=== Section Start ===
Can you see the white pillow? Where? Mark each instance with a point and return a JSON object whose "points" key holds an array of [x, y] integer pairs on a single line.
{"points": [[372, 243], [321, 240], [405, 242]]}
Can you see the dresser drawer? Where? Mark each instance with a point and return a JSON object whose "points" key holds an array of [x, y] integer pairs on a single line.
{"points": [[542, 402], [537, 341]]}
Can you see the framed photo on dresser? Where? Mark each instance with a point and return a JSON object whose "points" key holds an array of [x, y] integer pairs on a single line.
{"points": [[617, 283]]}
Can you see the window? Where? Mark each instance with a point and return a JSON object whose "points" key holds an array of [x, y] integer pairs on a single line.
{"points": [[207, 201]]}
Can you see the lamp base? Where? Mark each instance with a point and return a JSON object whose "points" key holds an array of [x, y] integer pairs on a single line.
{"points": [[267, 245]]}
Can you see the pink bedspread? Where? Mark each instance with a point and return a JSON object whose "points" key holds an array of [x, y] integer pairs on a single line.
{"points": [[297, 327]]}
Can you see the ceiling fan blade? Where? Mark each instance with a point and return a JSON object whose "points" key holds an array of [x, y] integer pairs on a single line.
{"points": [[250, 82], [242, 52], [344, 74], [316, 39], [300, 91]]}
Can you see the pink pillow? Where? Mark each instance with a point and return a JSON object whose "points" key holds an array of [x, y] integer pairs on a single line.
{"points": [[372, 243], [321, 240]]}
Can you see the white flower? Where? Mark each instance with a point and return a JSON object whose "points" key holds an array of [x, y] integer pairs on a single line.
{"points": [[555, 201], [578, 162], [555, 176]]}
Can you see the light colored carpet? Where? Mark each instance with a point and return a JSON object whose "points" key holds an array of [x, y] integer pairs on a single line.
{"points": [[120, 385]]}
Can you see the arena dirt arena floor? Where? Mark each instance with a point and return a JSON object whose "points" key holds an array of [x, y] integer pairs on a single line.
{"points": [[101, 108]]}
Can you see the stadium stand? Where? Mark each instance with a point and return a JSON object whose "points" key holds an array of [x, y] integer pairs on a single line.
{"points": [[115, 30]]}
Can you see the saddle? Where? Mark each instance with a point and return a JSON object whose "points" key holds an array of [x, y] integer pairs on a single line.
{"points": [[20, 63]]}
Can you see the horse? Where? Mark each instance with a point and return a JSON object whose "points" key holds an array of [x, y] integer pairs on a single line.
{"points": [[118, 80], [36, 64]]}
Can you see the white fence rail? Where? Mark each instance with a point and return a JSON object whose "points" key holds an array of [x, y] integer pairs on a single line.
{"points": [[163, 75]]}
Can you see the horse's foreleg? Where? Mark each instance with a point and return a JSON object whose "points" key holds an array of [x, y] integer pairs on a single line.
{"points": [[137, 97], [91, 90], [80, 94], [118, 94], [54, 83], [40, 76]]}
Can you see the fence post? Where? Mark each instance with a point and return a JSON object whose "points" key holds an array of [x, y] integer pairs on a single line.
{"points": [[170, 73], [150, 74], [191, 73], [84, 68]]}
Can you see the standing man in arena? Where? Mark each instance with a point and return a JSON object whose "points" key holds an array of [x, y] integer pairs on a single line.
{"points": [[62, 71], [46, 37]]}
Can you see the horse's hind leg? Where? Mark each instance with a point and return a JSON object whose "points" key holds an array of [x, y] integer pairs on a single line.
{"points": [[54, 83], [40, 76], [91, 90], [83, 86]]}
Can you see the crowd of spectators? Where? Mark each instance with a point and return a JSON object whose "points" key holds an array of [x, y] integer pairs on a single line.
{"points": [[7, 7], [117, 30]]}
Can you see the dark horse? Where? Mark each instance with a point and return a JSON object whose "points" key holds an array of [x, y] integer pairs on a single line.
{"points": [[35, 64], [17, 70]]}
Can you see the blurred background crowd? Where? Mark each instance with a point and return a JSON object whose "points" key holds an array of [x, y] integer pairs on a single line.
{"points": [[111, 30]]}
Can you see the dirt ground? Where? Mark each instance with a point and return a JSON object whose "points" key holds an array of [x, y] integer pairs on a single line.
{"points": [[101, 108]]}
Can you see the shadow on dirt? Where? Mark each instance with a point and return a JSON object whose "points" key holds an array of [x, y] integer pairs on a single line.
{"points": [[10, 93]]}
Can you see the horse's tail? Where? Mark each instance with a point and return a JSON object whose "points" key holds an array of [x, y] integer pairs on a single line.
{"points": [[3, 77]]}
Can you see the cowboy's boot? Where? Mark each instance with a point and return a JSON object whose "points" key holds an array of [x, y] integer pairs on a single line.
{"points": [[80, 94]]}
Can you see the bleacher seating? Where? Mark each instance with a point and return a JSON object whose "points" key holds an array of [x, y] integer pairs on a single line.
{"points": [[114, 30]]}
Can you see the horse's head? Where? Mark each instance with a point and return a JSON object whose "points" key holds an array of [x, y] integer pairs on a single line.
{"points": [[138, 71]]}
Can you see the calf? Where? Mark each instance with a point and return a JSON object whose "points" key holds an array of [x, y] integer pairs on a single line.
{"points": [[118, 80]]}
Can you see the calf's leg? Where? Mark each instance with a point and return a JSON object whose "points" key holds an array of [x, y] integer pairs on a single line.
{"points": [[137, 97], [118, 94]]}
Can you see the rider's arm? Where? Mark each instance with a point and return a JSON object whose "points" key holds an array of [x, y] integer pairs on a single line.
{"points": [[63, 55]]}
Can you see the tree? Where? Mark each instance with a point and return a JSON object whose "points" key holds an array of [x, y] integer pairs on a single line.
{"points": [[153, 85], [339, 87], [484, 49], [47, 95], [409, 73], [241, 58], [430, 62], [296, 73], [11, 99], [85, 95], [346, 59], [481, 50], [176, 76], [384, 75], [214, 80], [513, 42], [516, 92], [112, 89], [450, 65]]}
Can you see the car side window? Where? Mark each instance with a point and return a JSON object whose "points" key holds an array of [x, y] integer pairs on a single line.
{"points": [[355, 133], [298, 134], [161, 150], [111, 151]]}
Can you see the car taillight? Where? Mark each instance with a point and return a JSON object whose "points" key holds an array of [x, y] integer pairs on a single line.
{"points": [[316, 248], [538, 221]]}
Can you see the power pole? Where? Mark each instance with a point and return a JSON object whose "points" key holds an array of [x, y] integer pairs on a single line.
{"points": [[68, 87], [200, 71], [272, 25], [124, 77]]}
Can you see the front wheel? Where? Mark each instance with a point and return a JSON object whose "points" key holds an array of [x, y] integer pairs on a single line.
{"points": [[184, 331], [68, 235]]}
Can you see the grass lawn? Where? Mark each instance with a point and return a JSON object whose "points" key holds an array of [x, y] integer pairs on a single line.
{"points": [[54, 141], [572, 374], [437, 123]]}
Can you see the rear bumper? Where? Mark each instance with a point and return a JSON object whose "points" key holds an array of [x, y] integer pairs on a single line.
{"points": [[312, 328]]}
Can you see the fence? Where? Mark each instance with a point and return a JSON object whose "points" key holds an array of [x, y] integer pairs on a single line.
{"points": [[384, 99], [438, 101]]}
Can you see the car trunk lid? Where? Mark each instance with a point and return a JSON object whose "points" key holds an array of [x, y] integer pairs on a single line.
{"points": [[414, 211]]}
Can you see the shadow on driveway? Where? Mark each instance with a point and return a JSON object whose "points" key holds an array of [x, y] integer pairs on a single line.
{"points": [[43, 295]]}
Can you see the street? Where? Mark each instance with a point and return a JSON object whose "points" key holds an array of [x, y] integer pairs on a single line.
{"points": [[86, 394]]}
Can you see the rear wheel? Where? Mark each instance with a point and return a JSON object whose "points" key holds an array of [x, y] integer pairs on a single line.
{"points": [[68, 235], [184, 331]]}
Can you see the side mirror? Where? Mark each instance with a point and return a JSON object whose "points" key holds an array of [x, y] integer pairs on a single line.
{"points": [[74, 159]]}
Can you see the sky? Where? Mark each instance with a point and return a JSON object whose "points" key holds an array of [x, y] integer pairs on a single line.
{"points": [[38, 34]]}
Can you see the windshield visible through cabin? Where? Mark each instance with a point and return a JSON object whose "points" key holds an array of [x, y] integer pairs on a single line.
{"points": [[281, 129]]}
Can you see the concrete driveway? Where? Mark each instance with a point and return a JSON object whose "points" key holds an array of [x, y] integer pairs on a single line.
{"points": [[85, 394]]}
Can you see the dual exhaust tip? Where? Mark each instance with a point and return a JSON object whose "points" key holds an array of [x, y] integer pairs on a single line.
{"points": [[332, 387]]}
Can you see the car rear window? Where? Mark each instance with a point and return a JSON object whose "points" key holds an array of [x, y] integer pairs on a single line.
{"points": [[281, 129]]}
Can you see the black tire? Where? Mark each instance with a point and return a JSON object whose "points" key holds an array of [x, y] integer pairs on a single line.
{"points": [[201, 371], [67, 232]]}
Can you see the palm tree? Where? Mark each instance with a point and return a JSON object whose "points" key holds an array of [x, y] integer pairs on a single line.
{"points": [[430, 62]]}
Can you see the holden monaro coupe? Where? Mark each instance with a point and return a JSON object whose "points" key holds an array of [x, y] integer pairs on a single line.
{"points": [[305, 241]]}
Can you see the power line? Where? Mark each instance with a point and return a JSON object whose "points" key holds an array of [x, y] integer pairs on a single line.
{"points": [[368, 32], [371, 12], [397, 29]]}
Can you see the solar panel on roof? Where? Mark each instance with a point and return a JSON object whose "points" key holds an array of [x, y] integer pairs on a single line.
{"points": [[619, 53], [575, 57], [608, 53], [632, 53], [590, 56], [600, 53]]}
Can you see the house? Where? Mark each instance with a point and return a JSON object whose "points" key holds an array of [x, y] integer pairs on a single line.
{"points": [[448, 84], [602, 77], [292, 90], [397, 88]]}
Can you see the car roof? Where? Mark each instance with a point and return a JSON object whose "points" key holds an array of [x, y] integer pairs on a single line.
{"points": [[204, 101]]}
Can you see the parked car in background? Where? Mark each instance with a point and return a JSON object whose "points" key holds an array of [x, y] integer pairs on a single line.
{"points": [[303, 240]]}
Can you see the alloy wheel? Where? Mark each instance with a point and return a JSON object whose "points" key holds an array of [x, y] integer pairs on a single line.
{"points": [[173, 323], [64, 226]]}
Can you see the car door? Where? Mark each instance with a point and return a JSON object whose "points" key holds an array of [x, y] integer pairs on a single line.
=== Section End ===
Retype the line containing "Can you see the alloy" and each line after it through the end of the listing, exactly, leaving out everything else.

## OUTPUT:
Can you see the alloy wheel? Where? Mark each instance with a point and return a JSON object whose "points" key holds an array of [x, y] integer pairs on a single line.
{"points": [[173, 323], [64, 226]]}
Can you see the car door? Where? Mark each instance with a point and return a JSON object whose "points" key holds an array of [x, y] integer pairs on a single line.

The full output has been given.